= EXTRAIT CHOISI =
============

Or, c’est le trait distinctif du raisonnement de Negri et Hardt : se
réclamant (en philosophes) du genre
« théorique » par opposition au genre « analogique » des historiens de l’Empire, ils construisent
en réalité une allégorie – la figure de bulle d’un empire à la fois atopique
(il est partout) et anhistorique (il s’institue comme éternel).
Non
seulement nos auteurs pratiquent une géométrie et une géophysique allégoriques (leur sphère impériale
correspond soit à un espace de simultanéité universelle, soit à un espace
d’éternité elle aussi accomplie), mais encore leurs images du monde
géopolitiques, loin de conserver l’opérateur d’espace-temps inhérent à la
tradition romano-chrétienne qu’ils revendiquent, l’ignorent : chez Lyotard, par prédilection
« néo-païenne » pour
l’espace (pour l’espace d’émancipation,
amorphe ou anarchique, des intensités –
chez Hardt et Negri, par historicisme bien compris : l’Empire ne peut
succéder aux impérialismes qu’à la condition de montrer qu’il est le dernier empire possible : en lui,
la fin des temps se consomme ainsi par avance et comme pour justifier l’érosion
technologique et cosmopolitique des frontières d’espace). L’espace sphérique de
nos géopoliticiens a pourtant bien un trait commun au moins avec l’empire de
Charles Quint : s’il peut se passer des durées et transférer toutes les
valeurs de temps sur le registre des valeurs d’espace, c’est que jamais le
soleil ne cesse d’éclairer un territoire au moins de l’Empire vaste comme le
globe terrestre. Ce qui, en effet, d’un point de vue non pas géopolitique, mais
astropolitique, revient à dire que l’Empire ne connaît qu’un présent
immédiatement perpétuel. Suprématie qui, jusqu’à maintenant, ne revenait qu’à
la Cité de Dieu.

============

= DONNÉES FOURNIES =
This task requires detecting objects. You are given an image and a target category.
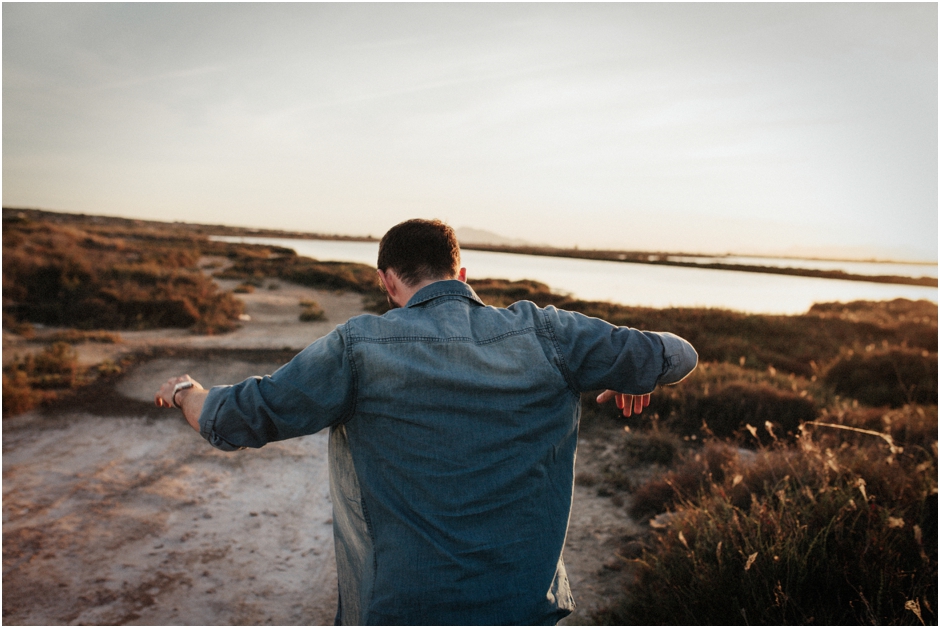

============

= CONSIGNE =
Relevez chaque penseur et chaque souverain que l'extrait sur l'Empire désigne par son nom propre.

= RÉPONSE =
Negri, Hardt, Lyotard, Charles Quint